The anaerobic fermentation in the cecum breaks down the fiber into useable food for the animal. It is also used as food for the proliferating microbes. The results of the fermentation are volatile fatty acids (VFAs), all of the B vitamins, vitamin K, microbial proteins, essential amino acids and minerals.

Some of the other nutrients are also absorbed by the cecum and the colon. Four to nine hours after a meal, the cecum empties and the contents, which containing the results of fermentation along with microbes, continue down the colon.

The material from the cecum is formed into cecotropes in the fusus coli, where it contracts more gently than when forming regular feces. Goblet cells in the fusus coli secrete mucus which covers the cecotropes, protecting them from the acidity of the stomach. The enzyme lysozyme also aids in the digestion of microbial proteins. Cecotropes continue through the colon and rectum and are expelled through the anus about eight hours after eating.

==Reingestion==
Cecotropes are eaten directly from the anus. They usually do not touch the ground. They are not chewed; instead, they are swallowed whole so the mucus is not disturbed. They are held in the fundic region of the stomach for 3 to 6 hours, where they continue to ferment. Once that is complete, they move into the small intestine where the nutrients are absorbed, about 17 hours after the original meal.

TASK STATEMENT: In the cecotrope excerpt, what covers cecotropes to protect them from the acidity of the stomach? Please rely only on the cecotrope excerpt for your answers.

GIVEN ENTRIES:
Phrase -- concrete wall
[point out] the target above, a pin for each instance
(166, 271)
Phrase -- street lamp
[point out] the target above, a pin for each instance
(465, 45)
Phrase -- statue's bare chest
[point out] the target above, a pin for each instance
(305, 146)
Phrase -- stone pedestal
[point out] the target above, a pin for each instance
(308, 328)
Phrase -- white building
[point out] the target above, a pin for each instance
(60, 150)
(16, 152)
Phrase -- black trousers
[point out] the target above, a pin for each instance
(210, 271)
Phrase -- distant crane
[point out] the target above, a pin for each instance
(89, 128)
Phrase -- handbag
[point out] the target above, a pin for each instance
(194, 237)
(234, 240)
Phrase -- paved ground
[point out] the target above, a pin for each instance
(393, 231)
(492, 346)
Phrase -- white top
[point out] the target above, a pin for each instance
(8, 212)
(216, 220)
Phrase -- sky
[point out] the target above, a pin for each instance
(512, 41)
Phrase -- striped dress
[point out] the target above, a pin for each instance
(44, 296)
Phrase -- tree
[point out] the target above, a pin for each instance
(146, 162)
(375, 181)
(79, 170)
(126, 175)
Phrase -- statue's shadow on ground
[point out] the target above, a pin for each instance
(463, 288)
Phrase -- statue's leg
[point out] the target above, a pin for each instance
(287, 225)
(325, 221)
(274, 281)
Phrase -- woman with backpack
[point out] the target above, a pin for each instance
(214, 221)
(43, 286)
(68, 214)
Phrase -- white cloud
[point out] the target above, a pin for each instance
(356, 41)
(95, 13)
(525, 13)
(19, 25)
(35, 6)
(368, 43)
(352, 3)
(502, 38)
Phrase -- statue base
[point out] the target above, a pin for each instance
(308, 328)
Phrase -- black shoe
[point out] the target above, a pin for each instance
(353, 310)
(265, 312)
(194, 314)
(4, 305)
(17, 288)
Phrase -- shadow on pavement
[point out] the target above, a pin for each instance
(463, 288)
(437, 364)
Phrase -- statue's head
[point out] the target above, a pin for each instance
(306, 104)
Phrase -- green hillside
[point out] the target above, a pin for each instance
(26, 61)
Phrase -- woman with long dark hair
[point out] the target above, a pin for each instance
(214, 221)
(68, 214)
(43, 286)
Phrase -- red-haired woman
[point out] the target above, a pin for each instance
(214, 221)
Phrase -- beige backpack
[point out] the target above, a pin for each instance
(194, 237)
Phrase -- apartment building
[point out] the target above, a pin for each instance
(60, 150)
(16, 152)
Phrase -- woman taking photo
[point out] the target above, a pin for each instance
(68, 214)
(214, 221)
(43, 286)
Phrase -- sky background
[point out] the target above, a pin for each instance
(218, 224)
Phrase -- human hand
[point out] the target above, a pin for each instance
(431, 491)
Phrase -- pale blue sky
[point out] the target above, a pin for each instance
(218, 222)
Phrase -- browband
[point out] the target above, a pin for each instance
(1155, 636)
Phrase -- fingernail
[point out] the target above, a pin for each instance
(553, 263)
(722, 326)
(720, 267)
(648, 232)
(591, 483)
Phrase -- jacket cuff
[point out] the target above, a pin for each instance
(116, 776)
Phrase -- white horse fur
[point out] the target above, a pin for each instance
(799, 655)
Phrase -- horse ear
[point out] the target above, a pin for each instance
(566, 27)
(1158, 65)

EXPECTED OUTPUT: Mucus secreted by goblet cells in the fusus coli.